» **MATERIALS PROVIDED**:
▬▬▬

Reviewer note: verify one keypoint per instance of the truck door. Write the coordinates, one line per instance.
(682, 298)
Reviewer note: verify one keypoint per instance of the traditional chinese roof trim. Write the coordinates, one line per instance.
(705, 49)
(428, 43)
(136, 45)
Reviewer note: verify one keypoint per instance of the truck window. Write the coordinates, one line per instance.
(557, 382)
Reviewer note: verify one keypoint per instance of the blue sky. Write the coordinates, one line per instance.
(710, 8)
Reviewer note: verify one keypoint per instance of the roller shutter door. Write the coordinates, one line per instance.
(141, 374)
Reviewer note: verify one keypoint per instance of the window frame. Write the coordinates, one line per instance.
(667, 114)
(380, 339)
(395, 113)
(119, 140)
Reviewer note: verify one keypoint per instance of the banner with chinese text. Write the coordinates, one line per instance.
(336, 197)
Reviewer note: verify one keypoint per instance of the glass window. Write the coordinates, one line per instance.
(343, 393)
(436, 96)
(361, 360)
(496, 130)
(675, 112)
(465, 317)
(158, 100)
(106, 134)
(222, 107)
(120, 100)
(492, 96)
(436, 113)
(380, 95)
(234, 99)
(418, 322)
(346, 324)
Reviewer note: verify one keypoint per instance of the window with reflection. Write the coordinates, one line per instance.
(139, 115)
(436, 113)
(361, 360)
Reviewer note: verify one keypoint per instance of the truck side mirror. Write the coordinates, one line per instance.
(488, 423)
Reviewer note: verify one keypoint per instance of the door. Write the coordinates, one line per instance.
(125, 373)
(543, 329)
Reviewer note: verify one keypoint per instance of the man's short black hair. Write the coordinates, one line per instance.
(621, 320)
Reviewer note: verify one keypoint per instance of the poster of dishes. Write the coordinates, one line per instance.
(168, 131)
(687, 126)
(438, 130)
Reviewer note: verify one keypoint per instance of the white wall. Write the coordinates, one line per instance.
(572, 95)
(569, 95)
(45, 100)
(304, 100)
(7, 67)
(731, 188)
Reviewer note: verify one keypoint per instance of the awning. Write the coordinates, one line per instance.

▬▬▬

» **WHAT YOU WILL DO**:
Find the line that contains "Reviewer note: verify one keypoint per instance of the banner". Repeat it and every line after it, exactly as written, up to and including the last line of the records above.

» **TASK OUTPUT**:
Reviewer note: verify one keypoint per instance of the banner with chinese text. Write the coordinates, one line per instance.
(336, 197)
Reviewer note: verify one keypoint per instance of the glass window. Write the coordinates, one line per instance.
(343, 393)
(436, 96)
(361, 360)
(496, 130)
(675, 112)
(465, 317)
(158, 100)
(106, 134)
(222, 107)
(120, 100)
(492, 96)
(436, 113)
(380, 95)
(234, 99)
(418, 322)
(346, 324)
Reviewer note: verify one keypoint per instance of the window with reflection. Write the coordinates, one line per instance.
(139, 115)
(436, 113)
(361, 360)
Reviewer note: verify one keypoint per instance of the truck side mirror. Write the coordinates, one line per instance.
(488, 423)
Reviewer note: verify one keypoint per instance of the door. Write the coordinates, one line per instance.
(125, 373)
(543, 329)
Reviewer note: verify one keypoint per instance of the man's short black hair. Write the coordinates, one line per instance.
(621, 320)
Reviewer note: verify one keypoint per instance of the poster of dishes. Write the coordinates, one line per instance.
(168, 131)
(687, 126)
(438, 130)
Reviewer note: verify one keypoint per instance of the white wall. Write the coordinates, one line per instance.
(572, 95)
(569, 95)
(45, 100)
(304, 100)
(7, 67)
(731, 188)
Reviewer note: verify one keypoint per instance of the awning. Write the coordinates, one line per instance.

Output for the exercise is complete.